___ SELECTED EXCERPT

The morning after, the Clinton crew was unbowed. As Hillary Clinton on Tuesday night was being creamed by Barack Obama in North Carolina and eking out a narrow victory in Indiana, pundits throughout Cable News Land were pronouncing her dead, dead, dead. Tim Russert said the race was over. But when a reporter on the campaign's morning conference call, asked Howard Wolfson, Clinton's communications director, if there had been "any discussions about not going forward," he said, "No discussions." And he seemed to mean it.

On the call, Wolfson, deputy communications director Phil Singer, and chief strategist Geoff Garin were forward-looking. They claimed to be "happy" about the 1.8-percent win in Indiana--but without sounding at all jubilant about the squeaker. As for North Carolina--where she lost by 14 points--they claimed "progress" there and pointed to the fact that she beat Obama among white voters by 24 points (as if the increasing racial polarization within the Democratic primary electorate is something to celebrate). They acknowledged that Clinton had in recent weeks loaned her campaign nearly $6.5 million--and claimed it was a sign of her commitment to moving ahead and, of course, fighting for real people. They repeated the campaign's call to seat the disputed delegations of Florida and Michigan, and they indicated they were ready to rumble in the upcoming primaries. Voters in those states, Garin said, should be given the ability "to express their voice." He added, "All we are doing is suggesting the process ought to play out."

In other words, damn the pundits, full speed ahead. It appeared that Clinton--faced with three alternatives: fighting on as if nothing has changed, dropping out, or planning a graceful exit strategy--has for the time being settled on option one.

______

Reproduce the passage on the Clinton campaign's conference call verbatim, starting at "The morning after, the" and ending at "to mean it.".

___ EXTRACTED ENTRIES

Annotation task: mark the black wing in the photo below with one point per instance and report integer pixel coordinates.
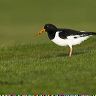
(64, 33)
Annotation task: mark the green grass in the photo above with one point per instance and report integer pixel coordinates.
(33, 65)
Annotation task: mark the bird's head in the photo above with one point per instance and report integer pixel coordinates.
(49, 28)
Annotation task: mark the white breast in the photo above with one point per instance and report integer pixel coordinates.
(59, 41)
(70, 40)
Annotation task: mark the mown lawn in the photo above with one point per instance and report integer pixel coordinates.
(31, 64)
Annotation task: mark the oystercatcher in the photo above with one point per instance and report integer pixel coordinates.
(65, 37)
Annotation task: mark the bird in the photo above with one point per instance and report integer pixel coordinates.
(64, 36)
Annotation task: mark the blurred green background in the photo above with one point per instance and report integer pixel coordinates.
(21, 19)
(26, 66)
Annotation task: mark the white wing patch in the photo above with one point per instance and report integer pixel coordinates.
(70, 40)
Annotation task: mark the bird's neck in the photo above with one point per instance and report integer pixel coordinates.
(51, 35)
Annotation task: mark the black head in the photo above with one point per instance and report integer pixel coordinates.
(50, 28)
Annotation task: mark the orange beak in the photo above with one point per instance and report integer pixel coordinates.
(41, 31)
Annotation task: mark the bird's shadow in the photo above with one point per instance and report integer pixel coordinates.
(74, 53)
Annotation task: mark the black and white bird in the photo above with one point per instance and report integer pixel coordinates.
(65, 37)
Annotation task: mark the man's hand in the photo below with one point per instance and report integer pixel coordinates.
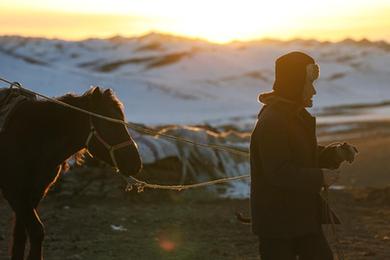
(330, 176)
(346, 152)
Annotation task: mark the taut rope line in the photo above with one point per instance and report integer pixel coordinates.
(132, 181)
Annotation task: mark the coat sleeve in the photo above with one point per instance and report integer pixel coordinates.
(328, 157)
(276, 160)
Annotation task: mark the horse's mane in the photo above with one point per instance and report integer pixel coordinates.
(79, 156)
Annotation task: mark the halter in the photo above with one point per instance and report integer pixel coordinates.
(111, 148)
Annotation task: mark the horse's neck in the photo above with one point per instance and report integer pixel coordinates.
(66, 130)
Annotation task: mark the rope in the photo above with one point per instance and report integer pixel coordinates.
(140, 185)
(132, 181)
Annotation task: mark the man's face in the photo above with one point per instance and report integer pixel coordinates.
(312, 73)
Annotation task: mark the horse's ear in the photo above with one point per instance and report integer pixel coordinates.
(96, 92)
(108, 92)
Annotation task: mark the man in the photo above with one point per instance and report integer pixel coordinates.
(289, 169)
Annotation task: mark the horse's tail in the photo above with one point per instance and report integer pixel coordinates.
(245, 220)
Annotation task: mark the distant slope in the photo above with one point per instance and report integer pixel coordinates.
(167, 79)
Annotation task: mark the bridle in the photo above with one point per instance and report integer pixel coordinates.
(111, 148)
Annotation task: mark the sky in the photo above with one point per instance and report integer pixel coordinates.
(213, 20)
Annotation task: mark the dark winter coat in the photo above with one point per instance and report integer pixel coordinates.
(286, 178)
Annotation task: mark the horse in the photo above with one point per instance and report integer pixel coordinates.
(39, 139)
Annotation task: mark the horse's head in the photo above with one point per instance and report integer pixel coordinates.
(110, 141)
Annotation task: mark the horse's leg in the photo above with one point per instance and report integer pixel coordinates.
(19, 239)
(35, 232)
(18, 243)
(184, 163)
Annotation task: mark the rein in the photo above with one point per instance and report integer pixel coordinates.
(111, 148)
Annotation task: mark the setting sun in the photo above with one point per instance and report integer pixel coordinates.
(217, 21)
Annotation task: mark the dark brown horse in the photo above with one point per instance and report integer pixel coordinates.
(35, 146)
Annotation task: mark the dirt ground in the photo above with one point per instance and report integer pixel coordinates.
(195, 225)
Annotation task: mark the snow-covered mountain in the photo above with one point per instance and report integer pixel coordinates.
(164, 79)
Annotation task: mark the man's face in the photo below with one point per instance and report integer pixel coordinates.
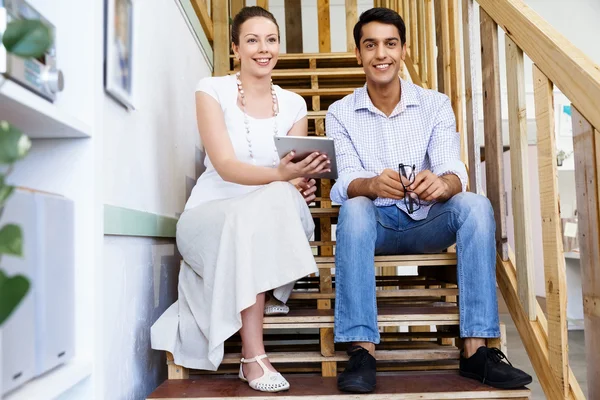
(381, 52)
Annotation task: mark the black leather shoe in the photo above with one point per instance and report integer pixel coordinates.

______

REPLY>
The morning after, the Clinton crew was unbowed. As Hillary Clinton on Tuesday night was being creamed by Barack Obama in North Carolina and eking out a narrow victory in Indiana, pundits throughout Cable News Land were pronouncing her dead, dead, dead. Tim Russert said the race was over. But when a reporter on the campaign's morning conference call, asked Howard Wolfson, Clinton's communications director, if there had been "any discussions about not going forward," he said, "No discussions." And he seemed to mean it.